RECORDS SHOWN
========
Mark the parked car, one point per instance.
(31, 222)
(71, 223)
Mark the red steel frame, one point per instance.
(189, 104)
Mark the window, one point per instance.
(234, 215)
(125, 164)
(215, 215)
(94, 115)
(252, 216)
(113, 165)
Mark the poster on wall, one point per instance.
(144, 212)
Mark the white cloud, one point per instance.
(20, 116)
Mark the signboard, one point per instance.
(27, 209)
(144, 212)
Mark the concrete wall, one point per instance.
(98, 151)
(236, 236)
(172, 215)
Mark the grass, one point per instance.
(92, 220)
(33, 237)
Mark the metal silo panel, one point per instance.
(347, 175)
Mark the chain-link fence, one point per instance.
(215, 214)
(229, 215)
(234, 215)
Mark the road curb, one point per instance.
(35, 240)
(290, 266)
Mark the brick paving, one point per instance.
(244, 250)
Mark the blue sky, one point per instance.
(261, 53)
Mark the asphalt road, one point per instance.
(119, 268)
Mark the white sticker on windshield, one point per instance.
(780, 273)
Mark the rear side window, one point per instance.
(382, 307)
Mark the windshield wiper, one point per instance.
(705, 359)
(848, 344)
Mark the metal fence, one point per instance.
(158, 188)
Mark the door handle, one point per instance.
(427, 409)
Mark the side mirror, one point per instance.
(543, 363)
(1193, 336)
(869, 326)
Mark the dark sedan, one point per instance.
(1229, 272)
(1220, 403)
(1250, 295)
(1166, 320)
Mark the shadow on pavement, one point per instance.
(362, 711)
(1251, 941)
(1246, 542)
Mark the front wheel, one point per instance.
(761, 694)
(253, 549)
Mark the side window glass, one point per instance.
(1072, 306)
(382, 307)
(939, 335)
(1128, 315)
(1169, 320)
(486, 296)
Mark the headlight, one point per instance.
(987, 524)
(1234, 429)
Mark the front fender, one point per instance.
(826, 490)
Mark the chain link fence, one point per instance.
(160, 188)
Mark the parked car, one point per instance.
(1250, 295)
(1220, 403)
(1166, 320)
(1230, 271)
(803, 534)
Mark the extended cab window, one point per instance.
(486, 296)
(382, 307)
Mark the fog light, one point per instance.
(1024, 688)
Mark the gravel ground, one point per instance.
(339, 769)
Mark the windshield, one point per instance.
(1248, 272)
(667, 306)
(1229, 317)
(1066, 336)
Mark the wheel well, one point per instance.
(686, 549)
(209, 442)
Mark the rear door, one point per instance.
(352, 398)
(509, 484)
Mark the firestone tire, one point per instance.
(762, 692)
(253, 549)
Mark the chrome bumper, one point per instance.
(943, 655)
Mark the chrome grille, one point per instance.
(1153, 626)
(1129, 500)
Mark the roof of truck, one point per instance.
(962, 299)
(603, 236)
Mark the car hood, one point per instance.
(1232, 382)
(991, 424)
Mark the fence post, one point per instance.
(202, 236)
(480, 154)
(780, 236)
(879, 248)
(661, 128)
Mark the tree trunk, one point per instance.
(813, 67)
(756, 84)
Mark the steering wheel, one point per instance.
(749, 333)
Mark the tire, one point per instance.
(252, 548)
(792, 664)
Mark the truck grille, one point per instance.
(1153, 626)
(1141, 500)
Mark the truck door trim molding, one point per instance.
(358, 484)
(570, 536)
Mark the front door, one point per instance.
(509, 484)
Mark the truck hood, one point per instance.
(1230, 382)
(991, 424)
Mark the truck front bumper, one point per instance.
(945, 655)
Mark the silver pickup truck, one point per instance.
========
Rewrite the listing from the line containing "Mark the tire, one point per instance." up to and including its final line, keeping every request line as it is and adding 34 to each coordinate in the answers.

Mark the tire, one point per instance.
(286, 582)
(826, 698)
Mark the truck grille, one point per instance.
(1187, 660)
(1175, 534)
Mark the truck door trim molding, one point per instance.
(392, 518)
(604, 570)
Mark the front door, one point per instance.
(543, 518)
Mark the truck hood, one point per instance.
(1264, 416)
(1025, 458)
Mark the truck front bumper, one point per instance.
(979, 689)
Mark the silver pickup truck, one point per instance.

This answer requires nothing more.